*** Opening of SOURCE RECORDS ***
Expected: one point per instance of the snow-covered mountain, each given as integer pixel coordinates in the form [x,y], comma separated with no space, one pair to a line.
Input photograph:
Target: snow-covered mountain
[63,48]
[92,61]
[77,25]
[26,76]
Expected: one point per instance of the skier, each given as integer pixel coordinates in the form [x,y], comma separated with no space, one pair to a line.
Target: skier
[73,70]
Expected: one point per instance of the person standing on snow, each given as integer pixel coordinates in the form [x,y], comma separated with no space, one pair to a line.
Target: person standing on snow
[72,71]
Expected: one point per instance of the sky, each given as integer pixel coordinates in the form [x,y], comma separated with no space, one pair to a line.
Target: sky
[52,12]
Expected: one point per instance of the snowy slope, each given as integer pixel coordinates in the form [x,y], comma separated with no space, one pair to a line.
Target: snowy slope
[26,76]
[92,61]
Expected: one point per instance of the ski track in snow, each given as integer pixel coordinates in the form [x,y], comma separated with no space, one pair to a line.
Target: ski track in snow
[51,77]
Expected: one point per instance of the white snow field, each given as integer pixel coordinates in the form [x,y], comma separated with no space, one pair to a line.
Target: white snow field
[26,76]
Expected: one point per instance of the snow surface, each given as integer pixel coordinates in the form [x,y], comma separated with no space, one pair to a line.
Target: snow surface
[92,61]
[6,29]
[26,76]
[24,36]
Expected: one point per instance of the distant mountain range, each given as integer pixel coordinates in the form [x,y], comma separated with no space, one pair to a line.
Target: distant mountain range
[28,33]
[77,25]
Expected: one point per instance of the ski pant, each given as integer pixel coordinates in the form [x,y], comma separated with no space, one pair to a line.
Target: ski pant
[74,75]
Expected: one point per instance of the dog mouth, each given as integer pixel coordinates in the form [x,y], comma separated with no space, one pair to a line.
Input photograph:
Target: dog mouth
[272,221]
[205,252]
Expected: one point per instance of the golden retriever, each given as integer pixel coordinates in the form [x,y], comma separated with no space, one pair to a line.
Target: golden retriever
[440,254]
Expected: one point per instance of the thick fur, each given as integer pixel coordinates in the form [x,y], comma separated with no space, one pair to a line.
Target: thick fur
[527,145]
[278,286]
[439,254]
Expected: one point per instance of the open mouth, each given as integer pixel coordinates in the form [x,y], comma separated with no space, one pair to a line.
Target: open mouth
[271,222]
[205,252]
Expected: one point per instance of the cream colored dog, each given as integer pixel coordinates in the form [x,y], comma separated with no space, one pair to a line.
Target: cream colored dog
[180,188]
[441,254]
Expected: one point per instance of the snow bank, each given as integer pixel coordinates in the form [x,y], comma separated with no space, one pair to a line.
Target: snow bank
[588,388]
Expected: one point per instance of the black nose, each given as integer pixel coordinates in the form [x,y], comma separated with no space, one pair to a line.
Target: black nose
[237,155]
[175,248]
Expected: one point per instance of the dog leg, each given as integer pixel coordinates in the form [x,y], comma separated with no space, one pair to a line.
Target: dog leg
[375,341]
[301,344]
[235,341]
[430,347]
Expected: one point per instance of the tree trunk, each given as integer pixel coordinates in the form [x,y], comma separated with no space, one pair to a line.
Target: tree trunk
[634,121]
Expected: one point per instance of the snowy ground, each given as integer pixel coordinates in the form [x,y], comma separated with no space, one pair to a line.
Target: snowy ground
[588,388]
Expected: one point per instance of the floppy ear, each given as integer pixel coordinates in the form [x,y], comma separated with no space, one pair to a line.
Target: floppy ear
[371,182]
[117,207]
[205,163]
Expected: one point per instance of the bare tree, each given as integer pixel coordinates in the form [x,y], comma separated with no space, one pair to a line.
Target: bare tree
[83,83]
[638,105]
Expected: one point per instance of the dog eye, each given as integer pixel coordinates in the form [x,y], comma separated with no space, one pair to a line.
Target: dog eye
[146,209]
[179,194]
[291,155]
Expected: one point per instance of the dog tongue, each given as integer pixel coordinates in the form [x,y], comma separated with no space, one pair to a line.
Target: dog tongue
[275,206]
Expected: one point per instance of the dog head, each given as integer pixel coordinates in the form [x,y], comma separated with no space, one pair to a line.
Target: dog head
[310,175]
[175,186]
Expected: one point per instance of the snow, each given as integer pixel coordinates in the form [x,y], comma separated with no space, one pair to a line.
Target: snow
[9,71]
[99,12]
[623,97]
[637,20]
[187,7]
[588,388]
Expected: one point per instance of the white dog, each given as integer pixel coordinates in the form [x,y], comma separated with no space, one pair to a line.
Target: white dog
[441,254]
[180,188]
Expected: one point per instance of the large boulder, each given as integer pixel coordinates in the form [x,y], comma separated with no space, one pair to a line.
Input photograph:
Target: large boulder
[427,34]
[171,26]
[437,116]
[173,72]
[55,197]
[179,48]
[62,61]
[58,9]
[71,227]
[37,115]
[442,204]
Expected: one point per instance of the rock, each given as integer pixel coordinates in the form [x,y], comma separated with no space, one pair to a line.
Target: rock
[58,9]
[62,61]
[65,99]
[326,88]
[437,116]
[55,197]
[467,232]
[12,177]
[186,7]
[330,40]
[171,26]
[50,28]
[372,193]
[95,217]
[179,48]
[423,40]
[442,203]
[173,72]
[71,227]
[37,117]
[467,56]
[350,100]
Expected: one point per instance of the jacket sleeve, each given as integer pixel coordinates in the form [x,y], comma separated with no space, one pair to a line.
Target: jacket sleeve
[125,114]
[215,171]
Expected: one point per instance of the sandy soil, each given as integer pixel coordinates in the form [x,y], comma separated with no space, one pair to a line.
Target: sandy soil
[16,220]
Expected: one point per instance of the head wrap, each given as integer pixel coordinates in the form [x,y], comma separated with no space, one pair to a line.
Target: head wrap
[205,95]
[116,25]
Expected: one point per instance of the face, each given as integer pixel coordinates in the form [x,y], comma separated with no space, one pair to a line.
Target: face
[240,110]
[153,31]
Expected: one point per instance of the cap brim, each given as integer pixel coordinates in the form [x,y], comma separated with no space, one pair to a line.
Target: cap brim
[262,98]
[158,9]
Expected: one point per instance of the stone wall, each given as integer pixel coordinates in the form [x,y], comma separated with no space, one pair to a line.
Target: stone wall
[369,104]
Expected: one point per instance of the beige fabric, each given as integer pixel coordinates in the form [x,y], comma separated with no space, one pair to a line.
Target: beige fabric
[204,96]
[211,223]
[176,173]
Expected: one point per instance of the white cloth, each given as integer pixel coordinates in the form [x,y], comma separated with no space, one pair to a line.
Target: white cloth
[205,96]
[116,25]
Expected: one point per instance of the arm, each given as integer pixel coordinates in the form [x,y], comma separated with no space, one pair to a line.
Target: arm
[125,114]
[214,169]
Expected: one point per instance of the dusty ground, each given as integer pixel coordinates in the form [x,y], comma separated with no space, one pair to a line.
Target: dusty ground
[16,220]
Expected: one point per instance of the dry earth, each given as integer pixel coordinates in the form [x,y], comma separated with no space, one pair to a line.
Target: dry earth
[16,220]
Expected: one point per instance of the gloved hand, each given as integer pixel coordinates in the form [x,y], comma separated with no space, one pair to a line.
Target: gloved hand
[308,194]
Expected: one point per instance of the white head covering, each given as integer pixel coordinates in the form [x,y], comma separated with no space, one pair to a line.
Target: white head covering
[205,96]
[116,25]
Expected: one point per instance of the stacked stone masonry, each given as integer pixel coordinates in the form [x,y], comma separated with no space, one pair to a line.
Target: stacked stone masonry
*** Close of SOURCE RECORDS ***
_TASK REQUIREMENTS_:
Copy out all lines from the records where the word "masonry" appears.

_FINISHED EXERCISE_:
Expected: one point per instance of the stacked stone masonry, each given as integer pixel coordinates in the form [x,y], comma separated with no space, one pair to a line.
Target: stacked stone masonry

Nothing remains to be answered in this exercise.